## WRITTEN TASK A
In the forum thread about finding a job in Singapore, how long did the first poster work as an HR Executive?

## TEXT EXCERPT

# # #

# Please help me in finding a job in singapore



## yakshana (Jul 17, 2011)

Hai all,

I am yakshana from India. i did MBA with HR specialisation in a recognised unversity. i worked in consultancy as HR Executive for 6 months. After that i have joined in E-publishing company as Project manager. i have more than 1 and half year experience in this filed.

PLease let me know if there is a vacancy for any one one of this postion in singapore.

Also, please guide me in finding out a job over there.

Thanks,
Yakshana


----------



## yakshana (Jul 17, 2011)

yakshana said:


> Hai all,
> 
> I am yakshana from India. i did MBA with HR specialisation in a recognised unversity. i worked in consultancy as HR Executive for 6 months. After that i have joined in E-publishing company as Project manager. i have more than 1 and half year experience in this filed.
> 
> ...



Hi all,

Can anyone help me?

Regards,
Yakshana


----------



## jojo (Sep 20, 2007)

We're not a job search forum, so its unlikely here that anyone can help you I'm afraid

Jo xxx


----------



## vaibhav (Jun 10, 2011)

yakshana said:


> Hi all,
> 
> Can anyone help me?
> 
> ...


Hi .. 

It is indeed very tough to find a job in Singapore (speaking on my personal experience) . However, even if u do find a job, it gets into a totally different scenario with the work permit issues. Hence, i would request you to look at other options as well (just on my experience). Although you should still apply to various companies in Singapore!

Hope it helps!


----------



## yakshana (Jul 17, 2011)

vaibhav said:


> Hi ..
> 
> It is indeed very tough to find a job in Singapore (speaking on my personal experience) . However, even if u do find a job, it gets into a totally different scenario with the work permit issues. Hence, i would request you to look at other options as well (just on my experience). Although you should still apply to various companies in Singapore!
> 
> Hope it helps!



Thanks for our comments..

I will try fro some other options...


----------

# # #

## EXTRACTED RECORDS
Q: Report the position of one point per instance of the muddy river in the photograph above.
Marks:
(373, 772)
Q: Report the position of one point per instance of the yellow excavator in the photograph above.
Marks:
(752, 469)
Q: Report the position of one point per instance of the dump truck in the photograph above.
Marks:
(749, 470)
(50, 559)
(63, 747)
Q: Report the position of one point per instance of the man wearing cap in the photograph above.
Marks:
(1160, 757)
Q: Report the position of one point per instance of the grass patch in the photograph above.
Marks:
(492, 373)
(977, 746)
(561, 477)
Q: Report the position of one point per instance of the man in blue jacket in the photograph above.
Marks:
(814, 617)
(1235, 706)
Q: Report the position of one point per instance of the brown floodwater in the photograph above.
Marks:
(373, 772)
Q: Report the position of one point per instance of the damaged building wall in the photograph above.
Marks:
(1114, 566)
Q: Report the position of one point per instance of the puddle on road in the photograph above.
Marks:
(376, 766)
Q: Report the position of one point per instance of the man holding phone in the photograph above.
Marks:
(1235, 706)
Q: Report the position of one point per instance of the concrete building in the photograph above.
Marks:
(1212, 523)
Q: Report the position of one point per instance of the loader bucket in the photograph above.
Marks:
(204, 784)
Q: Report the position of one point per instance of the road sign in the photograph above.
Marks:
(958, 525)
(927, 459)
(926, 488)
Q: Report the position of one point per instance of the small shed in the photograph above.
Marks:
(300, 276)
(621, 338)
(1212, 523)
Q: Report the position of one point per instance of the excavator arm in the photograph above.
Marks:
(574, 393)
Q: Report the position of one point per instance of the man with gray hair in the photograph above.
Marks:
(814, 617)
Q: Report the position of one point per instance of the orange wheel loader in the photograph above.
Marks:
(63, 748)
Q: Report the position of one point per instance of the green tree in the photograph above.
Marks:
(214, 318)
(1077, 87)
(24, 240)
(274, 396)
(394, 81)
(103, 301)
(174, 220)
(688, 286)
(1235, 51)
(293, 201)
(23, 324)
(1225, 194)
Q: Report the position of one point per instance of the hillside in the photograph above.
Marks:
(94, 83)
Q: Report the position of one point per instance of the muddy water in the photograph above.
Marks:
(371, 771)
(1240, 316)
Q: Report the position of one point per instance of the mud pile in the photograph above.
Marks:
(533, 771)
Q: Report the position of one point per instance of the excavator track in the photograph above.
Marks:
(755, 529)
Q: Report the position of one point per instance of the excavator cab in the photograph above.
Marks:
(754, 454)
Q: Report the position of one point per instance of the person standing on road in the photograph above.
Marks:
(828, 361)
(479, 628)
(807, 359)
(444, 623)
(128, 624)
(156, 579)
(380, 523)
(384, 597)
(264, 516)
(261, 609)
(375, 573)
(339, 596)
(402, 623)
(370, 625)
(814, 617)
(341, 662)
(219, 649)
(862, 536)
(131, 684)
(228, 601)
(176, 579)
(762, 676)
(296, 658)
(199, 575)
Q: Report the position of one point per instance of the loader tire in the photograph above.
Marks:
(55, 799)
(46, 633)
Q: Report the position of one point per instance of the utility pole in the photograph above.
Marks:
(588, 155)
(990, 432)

# # #

## WRITTEN TASK B
Return the lines of the listing starting with the line that contains "pile in the photograph above." and going on through the end of the listing, copied word for word.

## CORRECT RESULT A
Six months.

## CORRECT RESULT B
Q: Report the position of one point per instance of the mud pile in the photograph above.
Marks:
(533, 771)
Q: Report the position of one point per instance of the excavator track in the photograph above.
Marks:
(755, 529)
Q: Report the position of one point per instance of the excavator cab in the photograph above.
Marks:
(754, 454)
Q: Report the position of one point per instance of the person standing on road in the photograph above.
Marks:
(828, 361)
(479, 628)
(807, 359)
(444, 623)
(128, 624)
(156, 579)
(380, 523)
(384, 597)
(264, 516)
(261, 609)
(375, 573)
(339, 596)
(402, 623)
(370, 625)
(814, 617)
(341, 662)
(219, 649)
(862, 536)
(131, 684)
(228, 601)
(176, 579)
(762, 676)
(296, 658)
(199, 575)
Q: Report the position of one point per instance of the loader tire in the photograph above.
Marks:
(55, 799)
(46, 633)
Q: Report the position of one point per instance of the utility pole in the photograph above.
Marks:
(588, 155)
(990, 432)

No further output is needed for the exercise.